# DATA
—————

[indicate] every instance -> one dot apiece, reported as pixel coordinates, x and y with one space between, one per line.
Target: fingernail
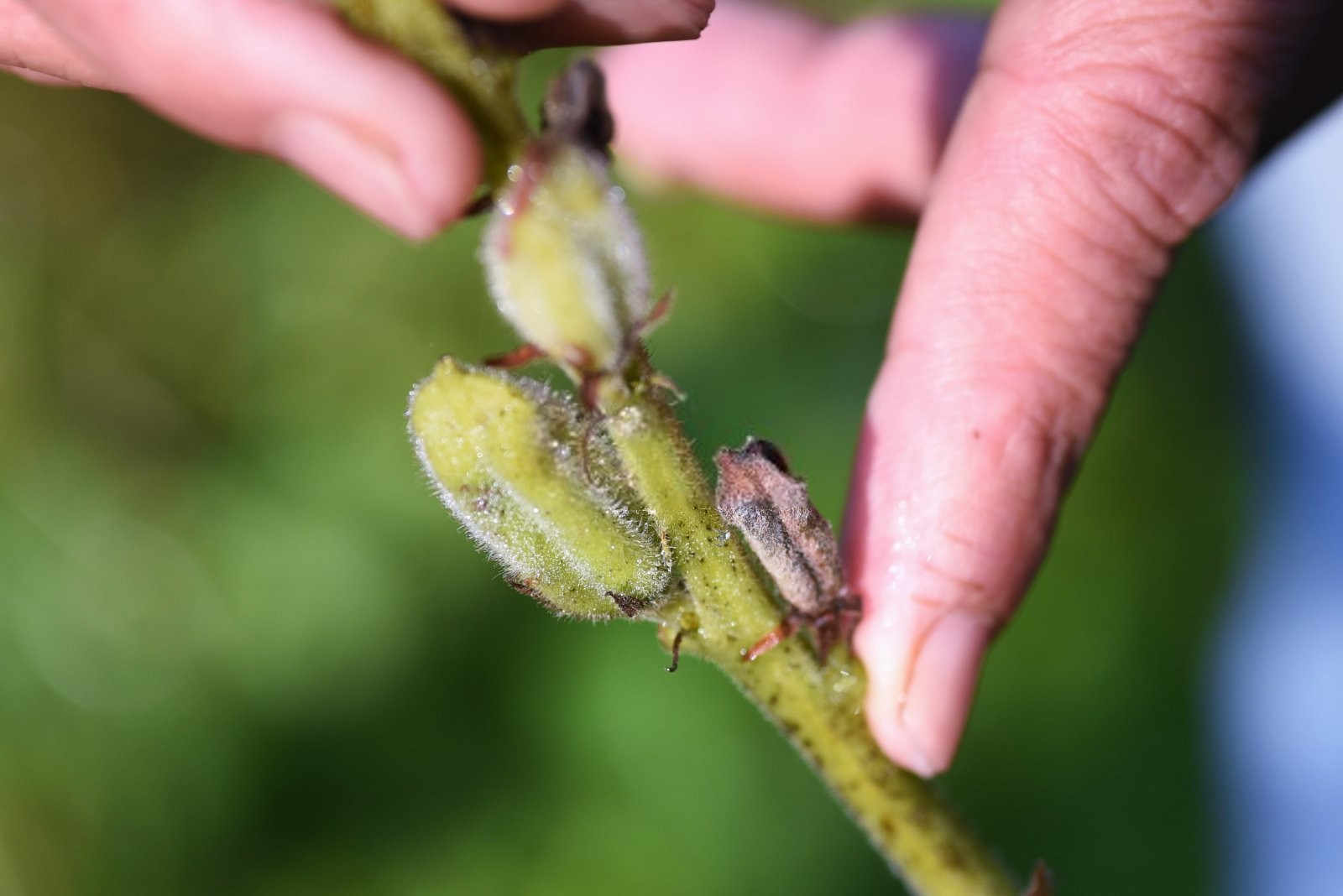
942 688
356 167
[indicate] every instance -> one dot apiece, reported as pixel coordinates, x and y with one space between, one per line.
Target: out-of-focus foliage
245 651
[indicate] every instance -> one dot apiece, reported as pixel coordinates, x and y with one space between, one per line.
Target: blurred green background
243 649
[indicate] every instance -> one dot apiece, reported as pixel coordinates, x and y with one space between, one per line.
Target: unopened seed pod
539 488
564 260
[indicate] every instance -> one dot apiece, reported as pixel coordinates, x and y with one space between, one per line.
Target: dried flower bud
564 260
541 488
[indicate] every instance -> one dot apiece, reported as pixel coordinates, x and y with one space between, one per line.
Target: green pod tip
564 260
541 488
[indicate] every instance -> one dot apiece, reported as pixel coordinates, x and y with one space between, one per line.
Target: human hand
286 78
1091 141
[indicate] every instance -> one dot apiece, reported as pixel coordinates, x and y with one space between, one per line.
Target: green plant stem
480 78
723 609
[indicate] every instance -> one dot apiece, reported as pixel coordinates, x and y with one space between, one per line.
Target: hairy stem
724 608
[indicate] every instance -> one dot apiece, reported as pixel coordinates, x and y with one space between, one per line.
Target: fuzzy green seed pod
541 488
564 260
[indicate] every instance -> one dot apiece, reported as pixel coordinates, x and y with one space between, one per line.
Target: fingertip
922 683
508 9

—————

# EXERCISE BRIEF
Restate the records word for word and drop the images.

# ANSWER TO THIS EXERCISE
[indicate] every instance -> one dot apiece, reported as pixel coordinates, x and y with one space between, one per line.
Target: fingernail
942 688
356 167
[indicate] every instance -> one dot apiece, reported as pixel coordinates, x and y with one space between, one per line.
Target: out-of-focus foliage
245 651
[indicate] every instance -> one dot apiece, reported as pixel coordinates, x and y with one space between, one per line.
Target: blurred green background
243 649
[indicate] every instance -> one dot apiece, reported as pixel coordinates, x and y with one space between, one per line.
Target: unopened seed pod
539 488
564 260
[indicate] every instance -> one dot apiece, reported as pixel coordinates, x and y with one space between, one per line.
Target: dried flower bud
564 260
541 488
[indicate] every instance -> one dot apiece, reported as pixel coordinates, x and y with one space between, one per line.
Target: green pod tip
564 260
541 488
[indicate] every instance -> one dot apiece, reported as pixel coordinates, x and y with one space between, one per line.
Target: human hand
286 78
1091 141
[indicate] every instance -> one dot apiece, reported as pixel coordinates, x and y with one space between, one per line.
Target: green plant stem
480 78
723 609
[indicate] every instance -> one dot apiece, reported as pixel coordinates, x and y with one space between, one per line.
Target: hairy stem
724 608
[indicate] every instance -> one dot apiece, reported as pixel coordinates, x and y with one space between, one per line.
Target: fuzzy green seed pod
541 488
564 260
[indicate] every instance -> one dot apiece, reported as pixel coordinates, x and y with one space between, one per line.
Target: fingertip
922 683
508 9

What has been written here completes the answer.